## [What you are asked to do]
Give back every record word for word, but keep the pictures out.

## [Information given]
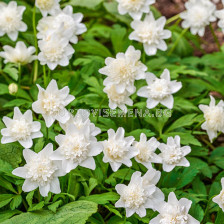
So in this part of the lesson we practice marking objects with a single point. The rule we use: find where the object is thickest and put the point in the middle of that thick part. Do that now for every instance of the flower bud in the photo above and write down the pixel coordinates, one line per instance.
(13, 88)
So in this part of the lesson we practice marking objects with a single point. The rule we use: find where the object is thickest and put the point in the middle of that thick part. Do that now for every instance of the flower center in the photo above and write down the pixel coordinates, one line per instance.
(133, 5)
(53, 51)
(75, 148)
(41, 170)
(114, 96)
(115, 150)
(45, 4)
(215, 118)
(51, 104)
(144, 153)
(122, 71)
(159, 89)
(134, 196)
(20, 129)
(10, 20)
(148, 33)
(172, 155)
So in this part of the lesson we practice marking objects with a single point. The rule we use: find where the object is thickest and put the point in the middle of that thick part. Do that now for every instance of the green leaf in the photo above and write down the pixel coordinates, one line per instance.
(5, 199)
(29, 198)
(8, 214)
(184, 121)
(53, 207)
(36, 207)
(103, 198)
(7, 185)
(11, 70)
(17, 103)
(16, 201)
(75, 212)
(3, 89)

## [Response below]
So in this part of the lesson we practice marking objects with a single point. The rule we use: find where the object is thickest and put the point in the middle of that thick part. Do that now for every instance of the flower bud in the photo above and write down the pixel coordinates, one line per instance.
(13, 88)
So in this part of the lesson we practice marking objects with a single point. The rule we use: find where the object is thickest and put the point in the middle of that thick part. Do that now for every instance of the flower center in the photo above and write down the pixel coordinates, one line per instance.
(133, 5)
(53, 51)
(75, 148)
(41, 170)
(114, 96)
(115, 150)
(45, 4)
(215, 118)
(51, 104)
(144, 153)
(122, 71)
(159, 89)
(134, 196)
(20, 129)
(10, 20)
(148, 33)
(172, 155)
So in this part of the lesson we practice marking objects with a single point. The rule we use: find where the object is thickest and put the point in the middle of that thick part. Do that now for every instance of the green leaf in the photo above and write down the pixel coordinates, one line per instance.
(5, 199)
(29, 198)
(8, 214)
(184, 121)
(53, 207)
(36, 207)
(103, 198)
(7, 185)
(11, 70)
(17, 103)
(16, 201)
(75, 212)
(3, 89)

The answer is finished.